:: DÉFI ::
Quelles lignes de la liste ci-dessous contiennent le mot « ball » ? Relevez-les toutes intégralement.

== DONNÉES DISPONIBLES ==

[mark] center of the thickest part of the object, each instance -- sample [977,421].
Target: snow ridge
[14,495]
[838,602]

===
== DONNÉES DISPONIBLES ==

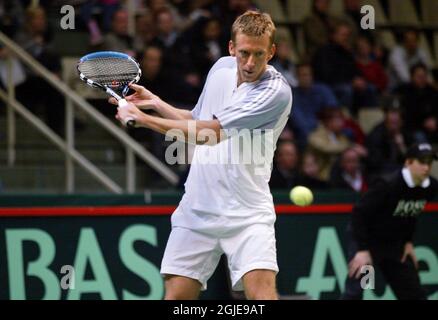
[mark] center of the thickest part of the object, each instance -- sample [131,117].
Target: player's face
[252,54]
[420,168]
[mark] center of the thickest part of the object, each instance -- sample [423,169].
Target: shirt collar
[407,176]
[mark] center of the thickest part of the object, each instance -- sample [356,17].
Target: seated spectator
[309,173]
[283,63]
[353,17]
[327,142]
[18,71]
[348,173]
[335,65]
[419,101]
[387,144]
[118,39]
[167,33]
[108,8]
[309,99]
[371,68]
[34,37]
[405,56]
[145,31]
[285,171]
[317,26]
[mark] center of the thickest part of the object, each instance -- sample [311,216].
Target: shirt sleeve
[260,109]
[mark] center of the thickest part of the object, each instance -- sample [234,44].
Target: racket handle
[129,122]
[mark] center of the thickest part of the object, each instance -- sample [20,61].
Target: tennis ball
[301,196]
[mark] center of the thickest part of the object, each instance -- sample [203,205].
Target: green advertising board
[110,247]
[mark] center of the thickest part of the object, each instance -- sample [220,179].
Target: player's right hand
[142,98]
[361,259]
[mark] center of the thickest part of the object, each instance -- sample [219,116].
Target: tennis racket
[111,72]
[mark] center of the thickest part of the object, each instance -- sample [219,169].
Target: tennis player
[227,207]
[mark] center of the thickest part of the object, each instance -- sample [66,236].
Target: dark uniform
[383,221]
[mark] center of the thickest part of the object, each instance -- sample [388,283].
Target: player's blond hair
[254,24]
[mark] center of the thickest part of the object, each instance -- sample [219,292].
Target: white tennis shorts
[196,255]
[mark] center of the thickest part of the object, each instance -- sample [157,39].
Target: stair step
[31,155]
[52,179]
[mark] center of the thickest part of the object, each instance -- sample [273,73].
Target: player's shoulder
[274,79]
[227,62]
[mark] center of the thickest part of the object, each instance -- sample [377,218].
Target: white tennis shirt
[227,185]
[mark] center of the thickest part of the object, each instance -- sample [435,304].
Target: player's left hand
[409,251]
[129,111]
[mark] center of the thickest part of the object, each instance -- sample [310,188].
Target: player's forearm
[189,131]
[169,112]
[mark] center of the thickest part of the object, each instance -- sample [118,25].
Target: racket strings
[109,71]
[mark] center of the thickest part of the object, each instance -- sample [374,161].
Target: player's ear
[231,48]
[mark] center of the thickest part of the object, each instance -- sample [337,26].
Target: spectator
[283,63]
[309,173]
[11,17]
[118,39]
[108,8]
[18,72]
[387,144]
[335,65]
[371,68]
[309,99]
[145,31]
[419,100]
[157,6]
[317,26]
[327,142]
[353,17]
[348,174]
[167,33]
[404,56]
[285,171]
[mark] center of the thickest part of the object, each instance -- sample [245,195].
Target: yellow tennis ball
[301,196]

===

:: RÉPONSE FINALE ::
Target: tennis ball
Target: yellow tennis ball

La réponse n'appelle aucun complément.